Records supplied —
+++++

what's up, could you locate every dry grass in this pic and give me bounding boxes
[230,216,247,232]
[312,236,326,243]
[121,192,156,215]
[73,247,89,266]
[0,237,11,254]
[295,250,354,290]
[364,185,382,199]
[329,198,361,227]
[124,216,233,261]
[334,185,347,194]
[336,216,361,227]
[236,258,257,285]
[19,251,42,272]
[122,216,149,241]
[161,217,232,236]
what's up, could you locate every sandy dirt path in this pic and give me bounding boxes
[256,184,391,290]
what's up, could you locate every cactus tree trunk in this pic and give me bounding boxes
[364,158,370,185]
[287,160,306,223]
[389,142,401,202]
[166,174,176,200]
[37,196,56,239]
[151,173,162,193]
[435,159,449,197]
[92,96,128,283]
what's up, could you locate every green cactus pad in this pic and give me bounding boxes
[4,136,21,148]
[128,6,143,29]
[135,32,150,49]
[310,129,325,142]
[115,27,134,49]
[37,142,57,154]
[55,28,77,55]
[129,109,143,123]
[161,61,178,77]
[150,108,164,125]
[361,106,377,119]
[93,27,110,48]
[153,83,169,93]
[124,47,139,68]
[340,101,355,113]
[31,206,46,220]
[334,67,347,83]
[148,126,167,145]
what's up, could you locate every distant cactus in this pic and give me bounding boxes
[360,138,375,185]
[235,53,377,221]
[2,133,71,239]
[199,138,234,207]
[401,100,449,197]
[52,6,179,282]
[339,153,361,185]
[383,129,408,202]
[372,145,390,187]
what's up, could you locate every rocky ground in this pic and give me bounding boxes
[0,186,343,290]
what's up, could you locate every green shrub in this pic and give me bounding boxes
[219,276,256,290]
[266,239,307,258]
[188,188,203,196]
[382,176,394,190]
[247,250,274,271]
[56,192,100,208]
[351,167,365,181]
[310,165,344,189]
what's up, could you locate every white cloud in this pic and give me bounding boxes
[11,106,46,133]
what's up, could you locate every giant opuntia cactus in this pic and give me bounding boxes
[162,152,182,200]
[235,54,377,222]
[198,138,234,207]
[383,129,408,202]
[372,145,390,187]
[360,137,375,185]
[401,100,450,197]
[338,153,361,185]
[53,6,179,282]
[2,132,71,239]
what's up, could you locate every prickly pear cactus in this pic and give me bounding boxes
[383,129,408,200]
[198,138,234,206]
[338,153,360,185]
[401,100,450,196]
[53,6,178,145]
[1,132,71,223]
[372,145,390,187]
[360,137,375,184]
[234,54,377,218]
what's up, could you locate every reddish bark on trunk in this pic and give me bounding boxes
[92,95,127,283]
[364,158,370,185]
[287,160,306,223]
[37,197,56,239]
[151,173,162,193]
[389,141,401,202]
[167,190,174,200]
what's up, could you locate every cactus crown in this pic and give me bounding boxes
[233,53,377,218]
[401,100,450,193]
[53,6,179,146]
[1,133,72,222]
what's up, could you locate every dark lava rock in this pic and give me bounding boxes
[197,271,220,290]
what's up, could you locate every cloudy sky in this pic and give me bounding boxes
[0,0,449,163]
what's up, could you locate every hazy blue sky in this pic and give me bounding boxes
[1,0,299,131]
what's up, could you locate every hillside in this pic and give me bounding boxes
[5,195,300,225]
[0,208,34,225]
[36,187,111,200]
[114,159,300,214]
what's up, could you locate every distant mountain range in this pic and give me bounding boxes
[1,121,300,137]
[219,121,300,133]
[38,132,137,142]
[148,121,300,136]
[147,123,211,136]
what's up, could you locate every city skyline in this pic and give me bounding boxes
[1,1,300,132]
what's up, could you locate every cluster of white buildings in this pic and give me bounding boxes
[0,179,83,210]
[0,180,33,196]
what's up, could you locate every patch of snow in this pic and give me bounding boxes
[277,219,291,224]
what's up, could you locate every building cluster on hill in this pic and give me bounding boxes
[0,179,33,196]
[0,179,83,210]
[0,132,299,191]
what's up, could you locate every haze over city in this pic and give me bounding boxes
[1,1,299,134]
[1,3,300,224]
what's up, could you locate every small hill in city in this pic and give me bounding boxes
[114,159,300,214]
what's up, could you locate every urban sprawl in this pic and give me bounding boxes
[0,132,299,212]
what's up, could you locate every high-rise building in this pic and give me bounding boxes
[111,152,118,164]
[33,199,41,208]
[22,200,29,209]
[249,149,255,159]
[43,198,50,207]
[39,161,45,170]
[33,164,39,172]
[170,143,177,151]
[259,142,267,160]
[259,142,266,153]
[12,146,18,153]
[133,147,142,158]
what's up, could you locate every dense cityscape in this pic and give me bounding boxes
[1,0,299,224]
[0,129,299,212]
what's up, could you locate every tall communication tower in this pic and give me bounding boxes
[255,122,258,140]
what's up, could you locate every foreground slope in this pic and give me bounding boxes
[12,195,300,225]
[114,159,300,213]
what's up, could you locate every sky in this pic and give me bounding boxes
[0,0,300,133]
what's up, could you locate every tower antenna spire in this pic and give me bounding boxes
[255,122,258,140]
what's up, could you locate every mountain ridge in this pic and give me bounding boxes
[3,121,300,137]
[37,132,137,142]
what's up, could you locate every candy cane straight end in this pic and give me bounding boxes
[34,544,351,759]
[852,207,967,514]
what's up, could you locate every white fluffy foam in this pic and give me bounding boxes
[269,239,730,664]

+++++

Exercise brief —
Exactly as they appear above, write out the line containing "what's up, could you locate every candy" and each line that comes after it in the records.

Answer below —
what's up, could you locate every candy cane straight end in this pic and give me bounding boxes
[34,544,351,759]
[852,207,967,514]
what's up, could you locate every white fluffy foam in this pic and give me bounding boxes
[269,239,730,664]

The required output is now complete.